Problem to work on: From the first line to the last, give the records again exactly.

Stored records
+---+
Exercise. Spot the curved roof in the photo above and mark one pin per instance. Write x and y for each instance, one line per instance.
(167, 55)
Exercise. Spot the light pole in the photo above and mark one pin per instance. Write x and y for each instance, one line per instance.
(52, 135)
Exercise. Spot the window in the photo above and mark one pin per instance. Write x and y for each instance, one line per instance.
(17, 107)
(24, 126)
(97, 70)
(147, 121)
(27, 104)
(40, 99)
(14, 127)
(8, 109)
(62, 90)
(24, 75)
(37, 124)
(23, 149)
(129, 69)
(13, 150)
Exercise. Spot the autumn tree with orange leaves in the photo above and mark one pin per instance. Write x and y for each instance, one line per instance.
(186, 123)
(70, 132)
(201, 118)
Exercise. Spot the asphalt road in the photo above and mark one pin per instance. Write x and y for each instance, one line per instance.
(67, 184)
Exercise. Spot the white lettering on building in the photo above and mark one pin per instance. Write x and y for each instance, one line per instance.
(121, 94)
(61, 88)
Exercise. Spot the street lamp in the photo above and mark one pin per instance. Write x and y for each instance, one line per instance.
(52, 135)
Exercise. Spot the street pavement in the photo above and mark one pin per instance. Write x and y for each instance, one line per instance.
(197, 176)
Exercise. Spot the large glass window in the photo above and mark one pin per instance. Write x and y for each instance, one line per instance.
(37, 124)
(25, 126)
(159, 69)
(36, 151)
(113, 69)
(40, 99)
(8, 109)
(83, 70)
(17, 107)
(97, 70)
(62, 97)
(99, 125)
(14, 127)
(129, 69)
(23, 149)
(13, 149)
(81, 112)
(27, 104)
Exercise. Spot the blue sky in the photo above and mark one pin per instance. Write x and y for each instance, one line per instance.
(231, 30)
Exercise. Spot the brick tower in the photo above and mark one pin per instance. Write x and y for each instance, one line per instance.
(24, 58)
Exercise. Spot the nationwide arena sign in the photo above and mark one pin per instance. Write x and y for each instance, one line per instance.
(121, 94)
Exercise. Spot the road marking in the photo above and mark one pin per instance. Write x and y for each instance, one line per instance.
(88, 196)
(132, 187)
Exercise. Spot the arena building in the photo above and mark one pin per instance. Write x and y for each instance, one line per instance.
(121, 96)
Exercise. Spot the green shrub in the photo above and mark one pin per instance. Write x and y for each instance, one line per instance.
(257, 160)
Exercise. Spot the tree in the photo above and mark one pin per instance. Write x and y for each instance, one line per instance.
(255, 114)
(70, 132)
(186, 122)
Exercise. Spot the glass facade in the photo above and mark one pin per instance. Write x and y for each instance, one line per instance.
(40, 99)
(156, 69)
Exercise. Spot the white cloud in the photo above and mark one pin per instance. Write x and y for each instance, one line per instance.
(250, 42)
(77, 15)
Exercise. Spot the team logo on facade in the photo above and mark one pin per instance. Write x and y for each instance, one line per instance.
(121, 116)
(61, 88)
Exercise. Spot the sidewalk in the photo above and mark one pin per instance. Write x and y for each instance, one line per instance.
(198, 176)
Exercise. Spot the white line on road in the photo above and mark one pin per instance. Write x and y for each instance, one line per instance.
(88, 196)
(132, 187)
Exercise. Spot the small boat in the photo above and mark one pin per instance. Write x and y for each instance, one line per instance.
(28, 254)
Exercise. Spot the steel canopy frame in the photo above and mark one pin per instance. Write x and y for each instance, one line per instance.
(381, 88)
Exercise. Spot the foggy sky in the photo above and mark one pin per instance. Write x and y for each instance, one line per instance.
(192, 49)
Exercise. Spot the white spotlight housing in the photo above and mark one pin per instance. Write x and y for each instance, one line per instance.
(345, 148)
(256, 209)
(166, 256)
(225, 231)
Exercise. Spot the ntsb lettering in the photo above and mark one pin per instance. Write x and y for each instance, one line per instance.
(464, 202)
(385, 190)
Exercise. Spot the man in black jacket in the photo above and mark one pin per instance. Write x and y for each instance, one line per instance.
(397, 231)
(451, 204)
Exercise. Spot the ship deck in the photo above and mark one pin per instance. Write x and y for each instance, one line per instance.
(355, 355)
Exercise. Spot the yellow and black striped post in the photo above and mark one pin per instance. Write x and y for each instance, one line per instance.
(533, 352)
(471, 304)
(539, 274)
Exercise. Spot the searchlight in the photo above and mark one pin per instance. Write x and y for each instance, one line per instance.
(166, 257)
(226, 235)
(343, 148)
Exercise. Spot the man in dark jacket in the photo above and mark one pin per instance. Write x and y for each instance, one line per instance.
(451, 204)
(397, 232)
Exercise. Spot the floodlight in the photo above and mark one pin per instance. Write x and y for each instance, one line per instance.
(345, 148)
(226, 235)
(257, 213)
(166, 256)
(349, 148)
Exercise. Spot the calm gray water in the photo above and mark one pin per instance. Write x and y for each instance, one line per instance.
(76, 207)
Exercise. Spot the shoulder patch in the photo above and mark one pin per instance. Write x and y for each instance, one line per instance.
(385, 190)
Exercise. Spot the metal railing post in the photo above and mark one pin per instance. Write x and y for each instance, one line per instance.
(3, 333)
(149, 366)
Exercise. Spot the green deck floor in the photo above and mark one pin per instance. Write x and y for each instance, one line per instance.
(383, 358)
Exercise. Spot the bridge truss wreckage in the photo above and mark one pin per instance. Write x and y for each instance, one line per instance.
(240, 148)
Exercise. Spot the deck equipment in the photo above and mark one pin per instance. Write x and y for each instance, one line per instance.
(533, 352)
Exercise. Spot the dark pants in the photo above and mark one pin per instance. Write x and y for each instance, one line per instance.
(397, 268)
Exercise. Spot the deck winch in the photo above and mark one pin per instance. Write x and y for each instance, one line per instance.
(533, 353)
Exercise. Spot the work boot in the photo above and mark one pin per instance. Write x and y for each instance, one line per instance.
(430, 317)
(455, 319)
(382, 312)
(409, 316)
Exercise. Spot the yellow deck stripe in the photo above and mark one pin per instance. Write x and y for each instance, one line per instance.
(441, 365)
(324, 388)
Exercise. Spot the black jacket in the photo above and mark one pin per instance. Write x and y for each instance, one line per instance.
+---+
Result of the task:
Exercise. Spot the curved roof in the photo above and mark one pin per instance. Write x and y for each instance, one line per instance.
(167, 55)
Exercise. Spot the light pole in the photo above and mark one pin per instance. Write x and y for each instance, one line per instance.
(52, 135)
Exercise. Spot the window in the photo above and mark one pin per instance. Write x and y for each instance, one line per instance.
(17, 107)
(24, 126)
(97, 70)
(147, 121)
(27, 104)
(40, 99)
(14, 127)
(8, 109)
(62, 90)
(24, 75)
(37, 124)
(23, 149)
(129, 69)
(13, 150)
Exercise. Spot the autumn tree with orange leaves in the photo above and mark one pin per instance. Write x and y for each instance, one line per instance.
(186, 123)
(70, 132)
(201, 118)
Exercise. Spot the asphalt road in the photo above and mark one pin per instance. Write x and y for each instance, one line per instance.
(67, 184)
Exercise. Spot the white lettering on building in the photo above and mark one pin per instance. Write x and y for each instance, one line per instance.
(121, 94)
(61, 88)
Exercise. Spot the street lamp in the photo above and mark one pin per instance. Write x and y for each instance, one line per instance.
(52, 135)
Exercise. Spot the street pavement in the photo above and mark one pin per instance. Write x and y for each instance, one line per instance.
(197, 176)
Exercise. Spot the large glass window in the photo above and mark one pin per instance. Write x and y for each instance, one line per instance.
(37, 124)
(25, 126)
(159, 69)
(36, 151)
(113, 69)
(40, 99)
(8, 109)
(83, 70)
(17, 107)
(97, 70)
(62, 97)
(99, 125)
(14, 127)
(129, 69)
(23, 149)
(13, 149)
(81, 112)
(27, 104)
Exercise. Spot the blue sky in the photo above and mark one pin per instance. Write x and y for each instance, one line per instance.
(231, 30)
Exercise. Spot the brick tower in the photo above and mark one pin per instance. Write x and y for each instance, one line per instance.
(24, 58)
Exercise. Spot the nationwide arena sign in the photo above and mark one pin per instance. Write x and y for each instance, one line per instance.
(121, 94)
Exercise. Spot the road marking in the photo above and mark one pin per instance. Write x and y for each instance, one line per instance.
(88, 196)
(132, 187)
Exercise. Spot the arena building in the photo above and mark one pin per instance. Write x and y for each instance, one line per instance.
(121, 96)
Exercise. Spot the green shrub in the photo above and mark one pin per instance. Write x and y for each instance, one line per instance.
(257, 160)
Exercise. Spot the tree in the photo above and mark one pin per instance. Write x and y for each instance, one line per instance.
(255, 114)
(70, 132)
(186, 122)
Exercise. Spot the glass facade in the photo above and mark one pin per instance. Write x and y for each instance, one line per instance.
(40, 99)
(156, 69)
Exercise. Spot the white cloud in the photo above and mark one pin per instance. Write x and y for each instance, one line per instance.
(250, 42)
(77, 15)
Exercise. Spot the team logo on facade in the photo above and mark one pin per instance. Write x and y for each instance, one line per instance.
(121, 116)
(61, 88)
Exercise. Spot the sidewalk in the photo above and mark one pin per instance. Write x and y for each instance, one line per instance.
(198, 176)
Exercise. Spot the white line on road in the photo above and mark one pin per instance. Write x and y for each instance, one line per instance.
(88, 196)
(132, 187)
Exercise. Spot the small boat in the photo above and mark one pin per instance. Write x and y for each instance, one line per instance.
(28, 254)
Exercise. Spot the steel canopy frame in the photo above and mark one pin per instance. Write x and y for each instance, one line per instance.
(381, 88)
Exercise. Spot the foggy sky in the photo above and mark one pin per instance. Write x and y for each instance, one line per instance.
(192, 49)
Exercise. Spot the white spotlight housing in the photo above and mark one pin per instance. Write x and y for each instance, one line per instance.
(345, 148)
(256, 209)
(166, 256)
(225, 231)
Exercise. Spot the ntsb lettering in the photo above and mark one pin per instance. Write x and y for each instance, one line per instance.
(464, 202)
(385, 190)
Exercise. Spot the man in black jacket in the photo above and mark one pin per instance. Write x and y for each instance, one line per instance.
(397, 231)
(451, 204)
Exercise. Spot the ship deck in the photo above and mark one pin per instance. Write x and y for each instance, one line per instance.
(355, 355)
Exercise. Spot the yellow and black striped post in the photo above and mark one pin per instance. Write x and y for each instance, one line per instance.
(533, 352)
(471, 304)
(539, 274)
Exercise. Spot the searchlight in the photo above and mark one pin per instance. Write x and y for each instance, one line per instance.
(166, 257)
(226, 235)
(343, 148)
Exercise. Spot the man in dark jacket in the photo above and mark one pin per instance. Write x and y for each instance, one line per instance.
(451, 204)
(397, 232)
Exercise. Spot the floodlight in the photo above and mark one pin per instance. Write x and y for each instance, one line per instance.
(345, 148)
(226, 235)
(257, 213)
(166, 256)
(349, 148)
Exercise. Spot the calm gray water in the photo above and mark one pin per instance. Write x and y for each instance, one line per instance.
(76, 207)
Exercise. Spot the shoulder patch in the photo above and mark one pin per instance. Write x and y for each instance, one line per instance.
(385, 190)
Exercise. Spot the metal railing post in the photo above and mark one pin per instance. Write x and y for each instance, one line per instance.
(3, 333)
(149, 366)
Exercise. Spot the green deck floor in the photo above and mark one pin per instance. Write x and y for each instance, one line per instance.
(383, 358)
Exercise. Spot the bridge truss wreckage in the photo above and mark one pin per instance. Write x and y for each instance, one line per instance.
(240, 148)
Exercise. Spot the deck equipment in the photo above and mark one pin per instance. Write x and y for each instance, one line per instance.
(533, 352)
Exercise. Spot the dark pants in the photo above and mark one pin per instance. Write x and y for each instance, one line per instance.
(397, 268)
Exercise. Spot the deck winch in the photo above and mark one pin per instance. Write x and y for each instance, one line per instance.
(533, 353)
Exercise. Spot the work boot in the photo above and mark one pin per instance. Write x and y for each instance, one line per instance.
(430, 317)
(455, 319)
(382, 312)
(409, 316)
Exercise. Spot the yellow deck stripe in the photo above and mark one pin per instance. Write x and y for each instance, one line per instance.
(441, 365)
(324, 388)
Exercise. Spot the black jacket in the photo above and mark one pin per instance. Write x and y for each instance, one line per instance.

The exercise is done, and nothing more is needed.